EXERCISES TO COMPLETE:
• a. Answer these from the kickboxing qualification text:
(i) In which city were the kickboxing events of the 2022 World Games contested?
(ii) How many competitors were there in each weight category?
(iii) How many nations gained at least one quota place?
• b. Write out the part of the kickboxing qualification text that opens with the words containing "Kickboxing was one" and closes with "for further competition.", switching "competitors" to "athletes".

SUPPLIED PASSAGE:
▬▬▬▬▬▬▬▬▬▬
= Kickboxing at the 2022 World Games – Qualification =

Kickboxing was one of the sports contested at the 2022 World Games in 	Birmingham, Alabama, United States. There were three weight classes for both men and women with a set number of competitors in each weight class qualifying for further competition.

==Qualification format==
A total of six weight classes was held at the 2022 World Games in kickboxing. In each weight category there were eight competitors.

==Qualification summary==
The following table summarises the outcome of qualification for the kickboxing tournament at the 2022 World Games. 29 nations gained at least one quota place for Birmingham.
▬▬▬▬▬▬▬▬▬▬
DATASET ROWS:
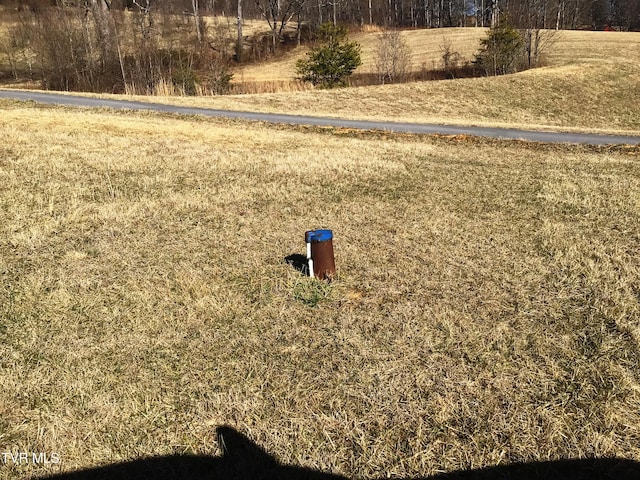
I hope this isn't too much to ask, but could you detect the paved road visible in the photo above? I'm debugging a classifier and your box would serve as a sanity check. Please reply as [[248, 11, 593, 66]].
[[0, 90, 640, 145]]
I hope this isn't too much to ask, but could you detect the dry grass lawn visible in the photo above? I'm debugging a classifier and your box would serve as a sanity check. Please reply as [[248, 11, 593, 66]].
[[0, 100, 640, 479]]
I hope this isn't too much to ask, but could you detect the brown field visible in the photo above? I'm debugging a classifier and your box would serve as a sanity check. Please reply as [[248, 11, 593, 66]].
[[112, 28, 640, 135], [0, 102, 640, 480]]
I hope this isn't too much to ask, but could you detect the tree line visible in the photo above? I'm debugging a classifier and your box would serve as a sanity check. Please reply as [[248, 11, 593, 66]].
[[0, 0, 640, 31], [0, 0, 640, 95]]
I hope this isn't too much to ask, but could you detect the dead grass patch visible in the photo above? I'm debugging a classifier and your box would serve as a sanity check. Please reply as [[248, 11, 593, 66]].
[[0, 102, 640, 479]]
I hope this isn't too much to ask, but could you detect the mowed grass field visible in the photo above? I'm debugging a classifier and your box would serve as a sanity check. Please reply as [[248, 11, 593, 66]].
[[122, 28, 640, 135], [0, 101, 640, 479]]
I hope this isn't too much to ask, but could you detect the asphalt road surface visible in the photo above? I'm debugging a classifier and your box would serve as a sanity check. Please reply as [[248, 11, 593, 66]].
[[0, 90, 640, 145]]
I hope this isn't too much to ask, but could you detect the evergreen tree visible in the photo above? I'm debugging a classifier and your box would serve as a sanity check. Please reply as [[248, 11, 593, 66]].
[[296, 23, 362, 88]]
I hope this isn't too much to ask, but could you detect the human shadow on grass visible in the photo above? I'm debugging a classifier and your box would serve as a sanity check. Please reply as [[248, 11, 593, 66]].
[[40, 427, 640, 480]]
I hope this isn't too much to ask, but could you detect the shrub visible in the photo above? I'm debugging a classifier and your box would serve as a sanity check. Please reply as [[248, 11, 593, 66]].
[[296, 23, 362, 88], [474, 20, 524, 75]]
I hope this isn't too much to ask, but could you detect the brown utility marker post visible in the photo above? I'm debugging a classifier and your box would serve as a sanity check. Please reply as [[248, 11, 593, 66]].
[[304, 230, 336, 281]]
▬▬▬▬▬▬▬▬▬▬
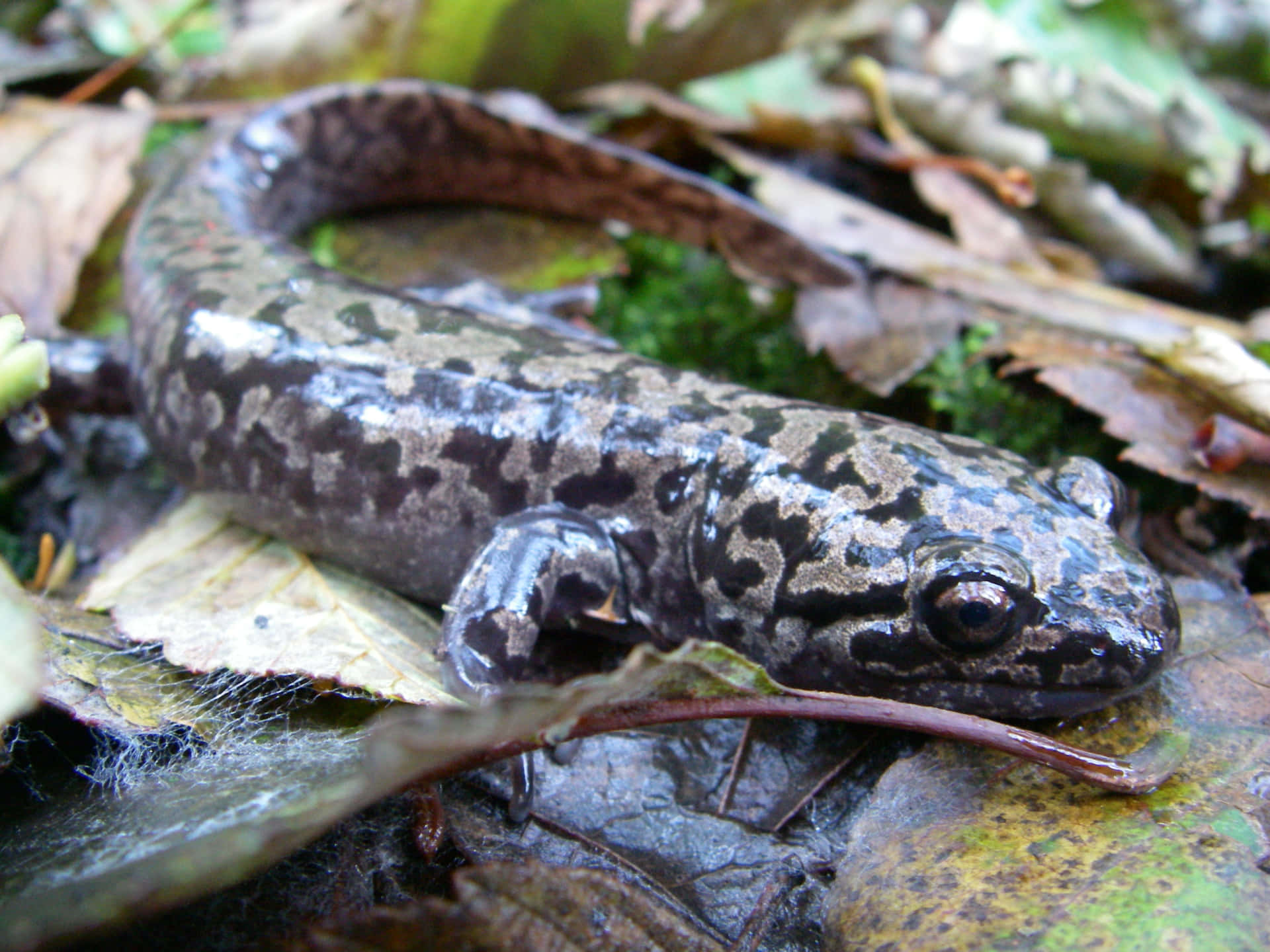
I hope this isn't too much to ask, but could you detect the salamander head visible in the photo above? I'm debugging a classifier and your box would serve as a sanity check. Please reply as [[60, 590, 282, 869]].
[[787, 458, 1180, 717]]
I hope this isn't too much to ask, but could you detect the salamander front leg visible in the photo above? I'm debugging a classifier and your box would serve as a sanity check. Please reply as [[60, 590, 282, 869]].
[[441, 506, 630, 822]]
▬▬▬▬▬▬▬▬▬▬
RESULTS:
• a.
(i) Birmingham, Alabama, United States
(ii) Eight
(iii) 29

• b.
Kickboxing was one of the sports contested at the 2022 World Games in 	Birmingham, Alabama, United States. There were three weight classes for both men and women with a set number of athletes in each weight class qualifying for further competition.